## OBJECTIVE
Your task is to write out the lines from the line containing "Target: winter coat" through the last line of the material, exactly.
[Begin]
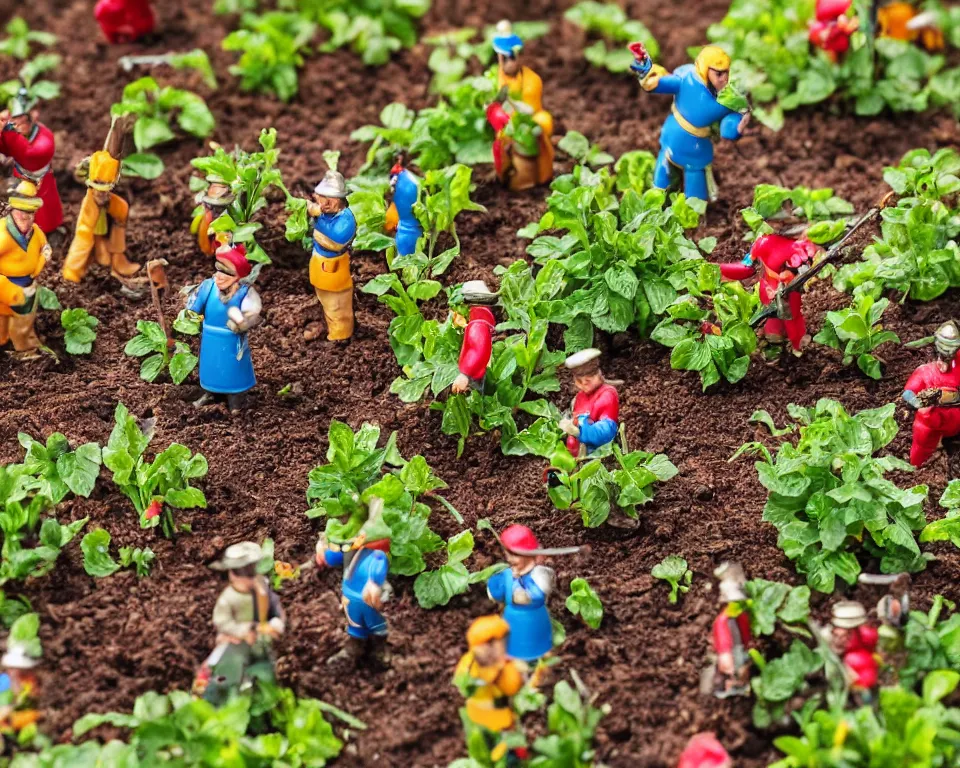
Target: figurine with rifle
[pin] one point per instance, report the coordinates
(933, 390)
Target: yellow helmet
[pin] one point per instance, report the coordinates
(104, 171)
(711, 57)
(485, 629)
(25, 197)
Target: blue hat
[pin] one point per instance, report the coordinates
(505, 42)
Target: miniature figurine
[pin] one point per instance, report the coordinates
(524, 589)
(934, 391)
(29, 143)
(902, 21)
(477, 337)
(248, 617)
(334, 228)
(230, 309)
(124, 21)
(704, 751)
(596, 408)
(833, 27)
(18, 691)
(214, 200)
(401, 221)
(365, 587)
(779, 260)
(685, 144)
(102, 223)
(23, 255)
(731, 635)
(487, 679)
(856, 643)
(523, 157)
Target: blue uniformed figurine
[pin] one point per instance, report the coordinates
(685, 142)
(365, 587)
(401, 221)
(230, 308)
(524, 589)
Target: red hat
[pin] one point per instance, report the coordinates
(704, 751)
(236, 256)
(519, 540)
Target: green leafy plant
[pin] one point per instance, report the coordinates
(585, 603)
(610, 22)
(152, 344)
(79, 331)
(250, 176)
(155, 487)
(98, 562)
(856, 331)
(673, 570)
(828, 496)
(272, 48)
(157, 108)
(22, 39)
(357, 472)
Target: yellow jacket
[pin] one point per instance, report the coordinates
(487, 706)
(87, 232)
(17, 261)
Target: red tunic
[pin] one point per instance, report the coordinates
(932, 424)
(724, 640)
(32, 157)
(777, 258)
(124, 21)
(858, 656)
(477, 343)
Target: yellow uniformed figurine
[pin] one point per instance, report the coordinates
(101, 225)
(23, 254)
(487, 678)
(521, 91)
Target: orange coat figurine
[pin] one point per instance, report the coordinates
(101, 225)
(23, 254)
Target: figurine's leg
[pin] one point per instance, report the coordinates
(695, 184)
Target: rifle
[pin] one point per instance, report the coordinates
(773, 309)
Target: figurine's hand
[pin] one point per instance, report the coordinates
(520, 596)
(460, 384)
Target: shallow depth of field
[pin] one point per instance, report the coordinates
(813, 157)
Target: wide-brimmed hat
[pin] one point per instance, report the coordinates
(25, 197)
(848, 614)
(239, 556)
(332, 185)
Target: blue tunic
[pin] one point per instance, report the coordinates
(338, 228)
(369, 565)
(531, 634)
(697, 105)
(405, 194)
(225, 364)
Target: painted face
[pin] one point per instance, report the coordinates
(509, 64)
(588, 383)
(328, 204)
(718, 79)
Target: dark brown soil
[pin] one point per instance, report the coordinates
(108, 640)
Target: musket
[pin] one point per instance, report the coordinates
(832, 255)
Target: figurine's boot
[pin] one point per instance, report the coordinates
(348, 656)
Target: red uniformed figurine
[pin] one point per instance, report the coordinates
(856, 643)
(731, 635)
(595, 411)
(477, 337)
(934, 391)
(833, 27)
(30, 145)
(778, 259)
(704, 751)
(124, 21)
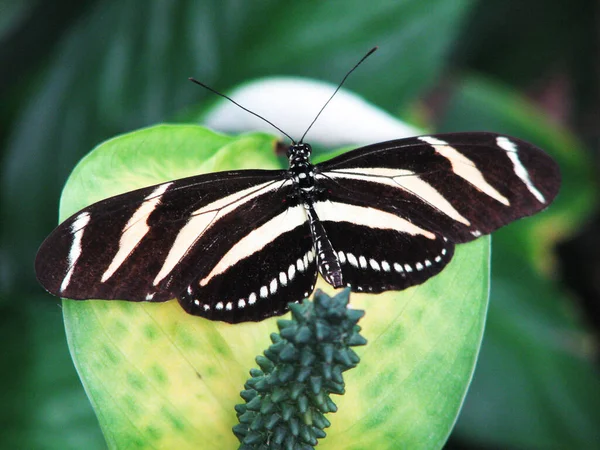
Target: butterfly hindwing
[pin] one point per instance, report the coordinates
(131, 246)
(378, 251)
(272, 266)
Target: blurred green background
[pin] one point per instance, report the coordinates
(75, 73)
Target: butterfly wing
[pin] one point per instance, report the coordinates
(393, 211)
(258, 276)
(150, 244)
(460, 185)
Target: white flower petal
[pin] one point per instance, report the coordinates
(292, 103)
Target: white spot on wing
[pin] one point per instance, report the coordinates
(77, 228)
(512, 152)
(252, 299)
(352, 260)
(282, 278)
(273, 286)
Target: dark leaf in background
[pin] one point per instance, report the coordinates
(536, 384)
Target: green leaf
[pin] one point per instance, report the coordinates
(159, 378)
(123, 66)
(43, 405)
(536, 385)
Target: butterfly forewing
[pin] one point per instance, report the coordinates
(149, 244)
(460, 185)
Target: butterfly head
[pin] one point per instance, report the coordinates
(299, 152)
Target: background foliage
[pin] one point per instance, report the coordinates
(76, 73)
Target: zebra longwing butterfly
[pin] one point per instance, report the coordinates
(239, 245)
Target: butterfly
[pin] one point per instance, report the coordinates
(238, 246)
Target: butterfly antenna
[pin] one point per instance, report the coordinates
(369, 53)
(244, 108)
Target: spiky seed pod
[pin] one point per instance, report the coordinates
(286, 398)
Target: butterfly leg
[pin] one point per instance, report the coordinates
(327, 260)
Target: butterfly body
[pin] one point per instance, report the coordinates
(239, 245)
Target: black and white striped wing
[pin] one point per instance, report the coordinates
(379, 251)
(445, 189)
(274, 264)
(153, 244)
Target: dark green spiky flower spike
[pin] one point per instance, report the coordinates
(288, 397)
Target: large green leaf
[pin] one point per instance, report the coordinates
(123, 66)
(536, 385)
(159, 378)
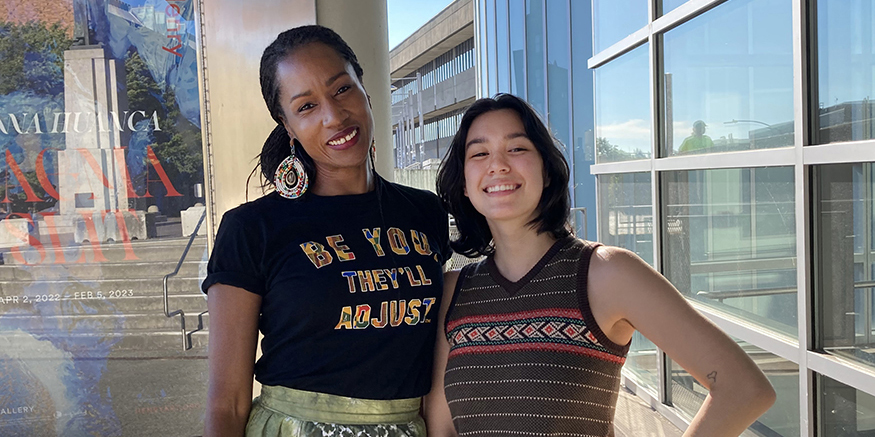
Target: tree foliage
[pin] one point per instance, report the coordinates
(178, 143)
(32, 57)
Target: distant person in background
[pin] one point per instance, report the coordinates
(698, 142)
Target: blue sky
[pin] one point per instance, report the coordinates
(405, 16)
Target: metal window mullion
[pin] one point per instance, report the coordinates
(781, 345)
(546, 85)
(805, 300)
(663, 370)
(851, 374)
(570, 146)
(494, 42)
(525, 51)
(478, 46)
(840, 153)
(508, 67)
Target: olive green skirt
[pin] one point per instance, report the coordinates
(286, 412)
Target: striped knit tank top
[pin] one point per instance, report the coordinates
(527, 358)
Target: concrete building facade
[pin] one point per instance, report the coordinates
(433, 81)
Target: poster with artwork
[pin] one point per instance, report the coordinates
(101, 185)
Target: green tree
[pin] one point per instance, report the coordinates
(32, 57)
(142, 90)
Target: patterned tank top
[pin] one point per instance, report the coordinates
(527, 358)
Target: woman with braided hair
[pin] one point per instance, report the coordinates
(340, 270)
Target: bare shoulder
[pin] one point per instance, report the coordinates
(610, 264)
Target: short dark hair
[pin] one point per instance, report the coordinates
(276, 147)
(475, 238)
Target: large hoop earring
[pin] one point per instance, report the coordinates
(291, 179)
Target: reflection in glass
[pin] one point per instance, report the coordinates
(782, 419)
(622, 102)
(626, 213)
(670, 5)
(535, 67)
(846, 63)
(727, 79)
(846, 259)
(844, 410)
(614, 20)
(491, 58)
(517, 48)
(582, 113)
(501, 42)
(558, 66)
(730, 241)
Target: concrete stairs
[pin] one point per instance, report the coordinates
(120, 301)
(94, 335)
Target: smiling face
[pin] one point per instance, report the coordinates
(325, 108)
(504, 172)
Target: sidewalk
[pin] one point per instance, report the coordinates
(634, 418)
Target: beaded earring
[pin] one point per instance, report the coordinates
(290, 179)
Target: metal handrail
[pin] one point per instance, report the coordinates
(728, 294)
(186, 341)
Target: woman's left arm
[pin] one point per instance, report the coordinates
(626, 294)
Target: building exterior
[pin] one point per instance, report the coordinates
(433, 82)
(538, 50)
(733, 149)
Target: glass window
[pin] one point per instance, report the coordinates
(846, 71)
(782, 419)
(518, 48)
(626, 213)
(844, 410)
(622, 107)
(626, 220)
(614, 20)
(558, 68)
(670, 5)
(582, 112)
(845, 258)
(102, 185)
(503, 48)
(727, 79)
(535, 67)
(730, 241)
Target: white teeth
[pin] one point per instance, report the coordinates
(340, 141)
(500, 188)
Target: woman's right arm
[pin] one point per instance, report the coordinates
(233, 337)
(438, 420)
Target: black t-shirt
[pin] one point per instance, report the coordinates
(350, 287)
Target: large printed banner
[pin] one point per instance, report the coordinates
(101, 174)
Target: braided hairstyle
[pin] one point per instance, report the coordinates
(276, 148)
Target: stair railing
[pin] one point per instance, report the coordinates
(186, 337)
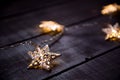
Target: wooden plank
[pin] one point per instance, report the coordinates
(82, 41)
(105, 67)
(24, 27)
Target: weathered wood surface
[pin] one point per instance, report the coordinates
(82, 46)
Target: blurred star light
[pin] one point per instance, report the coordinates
(112, 32)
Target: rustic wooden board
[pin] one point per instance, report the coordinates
(85, 53)
(80, 42)
(20, 27)
(104, 67)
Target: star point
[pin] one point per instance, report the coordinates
(42, 58)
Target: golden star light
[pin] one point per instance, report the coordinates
(112, 32)
(42, 58)
(50, 27)
(110, 9)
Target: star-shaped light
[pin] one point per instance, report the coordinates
(42, 58)
(50, 27)
(113, 32)
(110, 9)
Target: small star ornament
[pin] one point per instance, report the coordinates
(42, 58)
(112, 32)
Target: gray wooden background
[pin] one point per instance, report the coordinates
(85, 53)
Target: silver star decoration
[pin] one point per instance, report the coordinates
(42, 58)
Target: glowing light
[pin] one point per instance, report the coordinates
(50, 26)
(109, 9)
(113, 32)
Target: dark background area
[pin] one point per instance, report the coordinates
(85, 53)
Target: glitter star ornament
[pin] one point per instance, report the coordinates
(42, 58)
(113, 32)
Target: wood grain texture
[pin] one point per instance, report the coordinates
(105, 67)
(22, 27)
(81, 42)
(85, 53)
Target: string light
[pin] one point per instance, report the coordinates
(110, 9)
(112, 32)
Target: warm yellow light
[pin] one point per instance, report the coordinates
(50, 26)
(113, 32)
(111, 8)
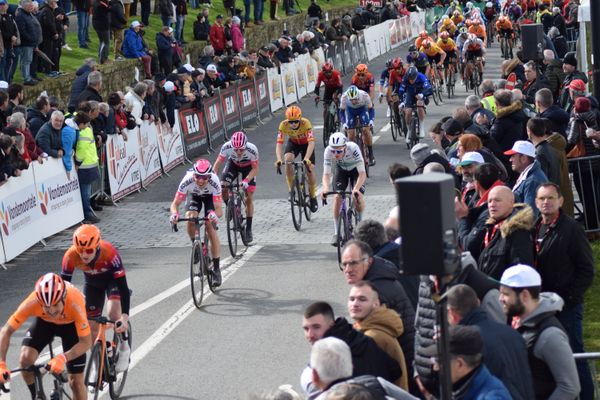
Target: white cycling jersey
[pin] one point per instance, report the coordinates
(352, 159)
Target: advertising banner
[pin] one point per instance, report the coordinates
(248, 102)
(123, 164)
(215, 123)
(148, 152)
(58, 195)
(19, 210)
(300, 74)
(262, 93)
(193, 129)
(275, 89)
(288, 83)
(231, 109)
(170, 144)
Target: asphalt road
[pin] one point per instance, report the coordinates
(247, 337)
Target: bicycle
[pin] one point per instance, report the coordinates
(199, 260)
(346, 221)
(299, 194)
(101, 365)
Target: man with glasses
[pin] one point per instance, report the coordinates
(241, 157)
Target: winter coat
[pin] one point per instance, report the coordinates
(510, 244)
(504, 352)
(509, 125)
(384, 326)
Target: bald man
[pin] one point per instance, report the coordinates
(507, 239)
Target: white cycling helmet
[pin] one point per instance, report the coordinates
(337, 139)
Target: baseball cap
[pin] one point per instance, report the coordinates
(470, 158)
(519, 276)
(522, 147)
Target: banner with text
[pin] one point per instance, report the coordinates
(59, 197)
(123, 165)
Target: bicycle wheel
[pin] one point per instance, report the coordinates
(92, 376)
(231, 226)
(296, 204)
(116, 385)
(197, 271)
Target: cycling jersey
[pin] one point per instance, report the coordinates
(73, 312)
(249, 157)
(302, 135)
(352, 159)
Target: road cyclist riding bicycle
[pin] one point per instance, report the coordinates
(241, 157)
(59, 310)
(357, 103)
(343, 158)
(301, 141)
(201, 188)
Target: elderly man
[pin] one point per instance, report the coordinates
(507, 240)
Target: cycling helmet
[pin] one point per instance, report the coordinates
[End]
## IN RESPONSE
Target: winter coat
[pin] one point per instance, report the coordinates
(510, 244)
(504, 352)
(509, 125)
(384, 326)
Target: bald man
[pin] one point per instance, report the coordinates
(507, 239)
Target: white cycling helmet
[pin] one point per instance, report the coordinates
(337, 139)
Target: baseball cap
[pin] one point per instance, report the coordinates
(470, 158)
(519, 276)
(522, 147)
Target: banner with text
[pin] one point per instance, report the coordinates
(59, 197)
(123, 165)
Target: bicycle wheel
[pin] one point per instance, report the coordinates
(92, 376)
(231, 226)
(296, 204)
(116, 385)
(197, 271)
Target: cycling jersey
[pin] one point per instance, report the coordinates
(73, 312)
(249, 157)
(302, 135)
(352, 159)
Target: road cyclist riding bicycle
[pin] one point per instance, report the coordinates
(241, 157)
(59, 310)
(357, 103)
(343, 158)
(301, 141)
(201, 188)
Target: elderly man
[pin] one point per instance, report the coordinates
(507, 240)
Target: cycling helmet
[pin] one point per instance, report the coordinates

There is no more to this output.